Reproduce each of the following lines without alteration, keeping their order and wording identical.
================
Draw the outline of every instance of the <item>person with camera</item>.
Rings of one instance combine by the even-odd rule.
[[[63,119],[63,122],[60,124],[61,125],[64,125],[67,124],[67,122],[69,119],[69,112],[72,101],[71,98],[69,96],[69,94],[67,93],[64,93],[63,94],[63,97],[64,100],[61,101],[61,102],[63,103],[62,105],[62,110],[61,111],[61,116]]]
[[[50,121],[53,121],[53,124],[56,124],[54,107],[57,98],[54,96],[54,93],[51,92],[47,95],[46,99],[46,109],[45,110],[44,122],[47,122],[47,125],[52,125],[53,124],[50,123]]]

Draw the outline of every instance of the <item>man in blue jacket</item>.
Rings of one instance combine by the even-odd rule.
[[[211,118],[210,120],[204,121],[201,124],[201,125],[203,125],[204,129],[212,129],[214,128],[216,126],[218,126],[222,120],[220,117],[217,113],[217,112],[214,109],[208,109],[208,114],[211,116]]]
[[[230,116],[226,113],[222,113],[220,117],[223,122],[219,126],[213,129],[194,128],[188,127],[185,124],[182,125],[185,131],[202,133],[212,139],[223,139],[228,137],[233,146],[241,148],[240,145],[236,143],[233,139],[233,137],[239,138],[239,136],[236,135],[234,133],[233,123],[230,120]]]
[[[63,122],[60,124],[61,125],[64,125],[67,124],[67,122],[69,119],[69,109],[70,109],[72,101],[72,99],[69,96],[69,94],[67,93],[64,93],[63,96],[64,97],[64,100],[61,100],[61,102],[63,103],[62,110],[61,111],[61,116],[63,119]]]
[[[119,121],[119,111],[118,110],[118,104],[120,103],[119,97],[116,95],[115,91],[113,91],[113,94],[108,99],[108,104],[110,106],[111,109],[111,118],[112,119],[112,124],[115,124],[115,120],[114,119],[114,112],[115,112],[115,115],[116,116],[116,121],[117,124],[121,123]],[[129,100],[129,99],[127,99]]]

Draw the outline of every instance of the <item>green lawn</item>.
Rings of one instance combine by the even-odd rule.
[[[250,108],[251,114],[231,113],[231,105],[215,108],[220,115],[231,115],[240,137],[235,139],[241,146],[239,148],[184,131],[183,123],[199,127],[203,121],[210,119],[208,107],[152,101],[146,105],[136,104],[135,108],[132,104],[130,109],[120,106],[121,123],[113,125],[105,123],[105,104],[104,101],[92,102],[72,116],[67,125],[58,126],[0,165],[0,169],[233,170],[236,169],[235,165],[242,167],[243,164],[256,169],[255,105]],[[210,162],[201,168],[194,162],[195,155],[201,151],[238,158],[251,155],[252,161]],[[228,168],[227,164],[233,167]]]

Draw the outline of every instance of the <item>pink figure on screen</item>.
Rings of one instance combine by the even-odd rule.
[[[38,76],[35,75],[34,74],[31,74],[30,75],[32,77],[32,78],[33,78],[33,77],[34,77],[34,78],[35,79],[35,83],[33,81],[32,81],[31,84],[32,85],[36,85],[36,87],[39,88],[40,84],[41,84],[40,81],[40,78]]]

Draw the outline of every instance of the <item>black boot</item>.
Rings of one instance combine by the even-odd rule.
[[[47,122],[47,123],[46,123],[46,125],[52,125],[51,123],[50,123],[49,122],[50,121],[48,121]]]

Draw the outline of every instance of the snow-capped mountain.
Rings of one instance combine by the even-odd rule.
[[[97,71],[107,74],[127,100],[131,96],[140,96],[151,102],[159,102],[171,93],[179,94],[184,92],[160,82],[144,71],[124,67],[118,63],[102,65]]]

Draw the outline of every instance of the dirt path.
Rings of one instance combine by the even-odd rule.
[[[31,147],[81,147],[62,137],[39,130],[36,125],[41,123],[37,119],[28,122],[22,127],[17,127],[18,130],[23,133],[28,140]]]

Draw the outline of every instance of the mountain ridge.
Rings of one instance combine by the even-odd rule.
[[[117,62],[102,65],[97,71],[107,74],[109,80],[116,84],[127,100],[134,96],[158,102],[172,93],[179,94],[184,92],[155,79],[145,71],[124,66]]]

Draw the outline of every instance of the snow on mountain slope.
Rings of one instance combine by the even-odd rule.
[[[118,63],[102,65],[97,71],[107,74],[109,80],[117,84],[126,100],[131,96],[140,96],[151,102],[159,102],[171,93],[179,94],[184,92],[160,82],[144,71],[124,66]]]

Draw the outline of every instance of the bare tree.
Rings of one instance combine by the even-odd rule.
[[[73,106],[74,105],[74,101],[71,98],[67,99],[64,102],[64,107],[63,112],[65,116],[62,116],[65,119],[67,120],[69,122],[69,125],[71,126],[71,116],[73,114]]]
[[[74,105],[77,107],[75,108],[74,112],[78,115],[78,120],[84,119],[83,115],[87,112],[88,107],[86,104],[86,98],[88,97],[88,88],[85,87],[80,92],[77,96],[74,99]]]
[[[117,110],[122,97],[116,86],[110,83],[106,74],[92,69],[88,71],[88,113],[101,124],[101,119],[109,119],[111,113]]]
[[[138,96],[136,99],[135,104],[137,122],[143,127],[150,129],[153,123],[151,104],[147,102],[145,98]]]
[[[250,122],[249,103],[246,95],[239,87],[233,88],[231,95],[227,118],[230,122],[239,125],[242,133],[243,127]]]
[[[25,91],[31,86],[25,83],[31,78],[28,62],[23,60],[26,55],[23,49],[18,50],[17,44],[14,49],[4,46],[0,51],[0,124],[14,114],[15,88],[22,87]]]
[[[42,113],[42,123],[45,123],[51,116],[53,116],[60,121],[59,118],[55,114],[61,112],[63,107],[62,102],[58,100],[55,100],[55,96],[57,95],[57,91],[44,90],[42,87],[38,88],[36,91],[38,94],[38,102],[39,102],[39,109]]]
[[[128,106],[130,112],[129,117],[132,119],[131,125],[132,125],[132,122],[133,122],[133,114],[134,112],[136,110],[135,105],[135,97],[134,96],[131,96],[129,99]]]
================
**Solution:**
Draw the outline of every instance of the <item>person with camera</item>.
Rings of one instance combine by the even-odd rule.
[[[63,119],[63,122],[60,124],[61,125],[64,125],[67,124],[67,122],[69,119],[69,112],[72,101],[71,98],[69,96],[69,94],[67,93],[64,93],[63,94],[63,97],[64,100],[61,101],[61,102],[63,103],[62,105],[62,110],[61,111],[61,116]]]
[[[50,121],[53,121],[53,124],[56,124],[54,107],[57,98],[54,96],[54,93],[51,92],[47,95],[46,99],[46,109],[45,110],[44,122],[47,122],[47,125],[52,125],[53,124],[50,123]]]

Draw the outline of every instance of the <item>man in blue jacket</item>.
Rings of one instance combine by the even-odd rule.
[[[211,118],[210,120],[204,121],[201,124],[201,125],[203,125],[204,129],[212,129],[214,128],[216,126],[218,126],[222,120],[220,117],[217,113],[217,112],[214,109],[208,109],[208,114],[211,116]]]
[[[230,116],[226,113],[222,113],[220,117],[223,122],[219,126],[213,129],[194,128],[188,127],[185,124],[182,125],[185,131],[202,133],[212,139],[223,139],[228,137],[233,146],[241,148],[240,145],[236,143],[233,139],[233,137],[239,138],[239,136],[236,135],[234,133],[233,123],[230,120]]]
[[[63,122],[60,124],[61,125],[64,125],[67,124],[67,122],[69,119],[69,109],[70,109],[72,101],[72,99],[69,96],[69,94],[67,93],[64,93],[63,96],[64,97],[64,100],[61,100],[61,102],[63,103],[62,110],[61,111],[61,116],[63,119]]]
[[[119,121],[119,111],[118,110],[118,104],[120,103],[119,97],[116,95],[115,91],[113,91],[113,94],[108,99],[108,104],[110,106],[111,109],[111,118],[112,119],[112,124],[115,124],[115,120],[114,119],[114,112],[115,112],[115,115],[116,116],[116,121],[117,124],[121,123]],[[129,100],[129,99],[127,99]]]

Draw the outline of every instance of the <item>green lawn</item>.
Rings of one instance combine by the even-odd rule.
[[[250,108],[251,114],[231,113],[231,105],[215,108],[220,115],[231,115],[240,137],[235,139],[241,146],[239,148],[184,131],[183,123],[199,127],[203,121],[210,119],[208,107],[152,101],[146,105],[136,104],[135,108],[132,104],[130,109],[120,106],[121,123],[113,125],[105,123],[105,104],[104,101],[92,102],[72,116],[67,125],[58,126],[0,165],[0,169],[233,170],[236,169],[235,165],[242,167],[243,164],[256,169],[255,105]],[[210,162],[201,168],[194,162],[195,155],[201,151],[238,158],[251,155],[252,161]],[[228,168],[227,164],[233,167]]]

Draw the outline of every instance of the <item>pink figure on screen</item>.
Rings of one instance combine by the even-odd rule.
[[[38,76],[35,75],[34,74],[31,74],[30,75],[32,77],[32,78],[33,78],[33,77],[34,77],[34,78],[35,79],[35,83],[33,81],[32,81],[31,84],[32,85],[36,85],[36,87],[39,88],[40,84],[41,84],[40,81],[40,78]]]

Draw the outline of every instance of the <item>black boot</item>.
Rings of one instance combine by the even-odd rule.
[[[47,122],[47,123],[46,123],[46,125],[52,125],[51,123],[50,123],[49,122],[50,121],[48,121]]]

Draw the outline of every instance of the snow-capped mountain.
Rings of one instance combine by the even-odd rule.
[[[97,71],[107,74],[127,100],[131,96],[140,96],[151,102],[159,102],[171,93],[179,94],[184,92],[160,82],[144,71],[124,67],[118,63],[102,65]]]

Draw the outline of every instance of the dirt path.
Rings of one instance combine by the even-odd rule.
[[[31,147],[81,147],[62,137],[39,130],[36,125],[41,123],[37,119],[28,122],[22,127],[17,127],[18,130],[23,133],[28,140]]]

Draw the outline of every instance of the mountain ridge.
Rings of one instance combine by the even-odd rule.
[[[117,62],[102,65],[97,71],[107,74],[109,80],[116,84],[127,100],[134,96],[158,102],[172,93],[179,94],[184,92],[155,79],[145,71],[124,66]]]

Draw the outline of every instance of the snow on mountain slope.
Rings of one instance combine by the even-odd rule.
[[[118,63],[102,65],[97,71],[107,74],[109,80],[117,84],[126,100],[131,96],[140,96],[151,102],[159,102],[171,93],[179,94],[184,92],[160,82],[144,71],[124,66]]]

Draw the outline of every instance of the bare tree.
Rings of one instance combine by the even-odd rule.
[[[73,106],[74,105],[74,101],[71,98],[67,99],[64,102],[64,107],[63,112],[65,116],[62,116],[65,119],[67,120],[69,122],[69,125],[71,126],[71,116],[73,114]]]
[[[74,105],[77,107],[75,108],[74,112],[78,115],[78,120],[84,119],[83,115],[87,112],[88,107],[86,104],[86,98],[88,97],[88,88],[85,87],[80,92],[77,96],[74,99]]]
[[[117,110],[122,97],[116,86],[110,83],[106,74],[92,69],[88,71],[88,113],[101,124],[101,119],[109,119],[111,113]]]
[[[138,96],[136,99],[135,104],[137,122],[143,127],[150,129],[153,123],[151,104],[147,102],[145,98]]]
[[[250,122],[249,103],[246,95],[239,87],[233,88],[231,95],[227,118],[230,122],[239,125],[242,133],[243,127]]]
[[[25,91],[31,86],[25,83],[31,78],[28,62],[23,60],[26,55],[23,49],[18,50],[17,44],[14,49],[4,46],[0,51],[0,124],[14,114],[15,88],[22,87]]]
[[[42,113],[42,123],[45,123],[51,116],[53,116],[60,121],[59,118],[55,114],[61,112],[63,107],[62,102],[58,100],[55,100],[55,96],[57,95],[57,91],[44,90],[42,87],[38,88],[36,91],[38,94],[38,102],[39,102],[39,109]]]
[[[128,106],[130,112],[129,117],[132,119],[131,125],[132,125],[132,122],[133,122],[133,114],[134,112],[136,110],[135,105],[135,97],[134,96],[131,96],[129,99]]]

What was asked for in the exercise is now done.